## PROBLEM DETAILS
Only one stretch of the data below is wanted: the lines starting at the one with "Please trace the outline of every instance of the foil-wrapped" and ending at the one with "Please trace the outline of every instance of the white", both included, given again exactly.

*** DATA EXTRACTS ***

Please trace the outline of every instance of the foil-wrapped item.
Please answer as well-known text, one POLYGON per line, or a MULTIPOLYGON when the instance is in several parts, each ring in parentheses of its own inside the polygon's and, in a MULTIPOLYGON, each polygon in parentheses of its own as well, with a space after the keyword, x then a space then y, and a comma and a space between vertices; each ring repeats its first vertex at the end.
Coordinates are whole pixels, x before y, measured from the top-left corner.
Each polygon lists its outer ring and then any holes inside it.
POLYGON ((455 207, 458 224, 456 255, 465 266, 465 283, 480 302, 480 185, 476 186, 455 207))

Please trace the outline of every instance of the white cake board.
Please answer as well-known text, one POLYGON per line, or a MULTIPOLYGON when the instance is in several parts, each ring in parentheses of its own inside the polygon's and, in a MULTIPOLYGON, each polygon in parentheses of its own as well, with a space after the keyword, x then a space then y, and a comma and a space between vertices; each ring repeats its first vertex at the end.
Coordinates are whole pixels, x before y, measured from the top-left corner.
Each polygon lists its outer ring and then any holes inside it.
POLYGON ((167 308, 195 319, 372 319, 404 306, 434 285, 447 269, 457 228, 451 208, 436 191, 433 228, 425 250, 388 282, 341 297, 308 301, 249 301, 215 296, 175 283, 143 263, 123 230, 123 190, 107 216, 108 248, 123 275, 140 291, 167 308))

*** End of DATA EXTRACTS ***
*** DATA EXTRACTS ***

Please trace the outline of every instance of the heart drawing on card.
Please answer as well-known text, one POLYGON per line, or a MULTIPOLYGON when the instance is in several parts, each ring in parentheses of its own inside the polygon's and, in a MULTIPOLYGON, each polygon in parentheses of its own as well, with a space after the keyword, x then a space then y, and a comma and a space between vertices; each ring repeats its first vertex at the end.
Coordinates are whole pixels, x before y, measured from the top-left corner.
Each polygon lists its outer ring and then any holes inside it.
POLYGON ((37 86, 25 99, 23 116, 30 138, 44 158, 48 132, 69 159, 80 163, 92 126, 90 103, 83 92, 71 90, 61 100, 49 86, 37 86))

*** End of DATA EXTRACTS ***

## YOUR SOLUTION
Please trace the outline of every instance of the foil-wrapped item.
Please answer as well-known text, one POLYGON per line, or a MULTIPOLYGON when the instance is in several parts, each ring in parentheses of its own inside the polygon's and, in a MULTIPOLYGON, each polygon in parentheses of its own as well, with a space after the keyword, x then a space then y, and a comma and a space between vertices; each ring repeats its first vertex at the end.
Coordinates are whole pixels, x before y, measured from the top-left corner.
Each polygon lists its outer ring and then any holes inside it.
POLYGON ((455 207, 458 224, 456 255, 465 266, 465 283, 480 302, 480 185, 476 186, 455 207))

Please trace the outline of every instance of the white cake board.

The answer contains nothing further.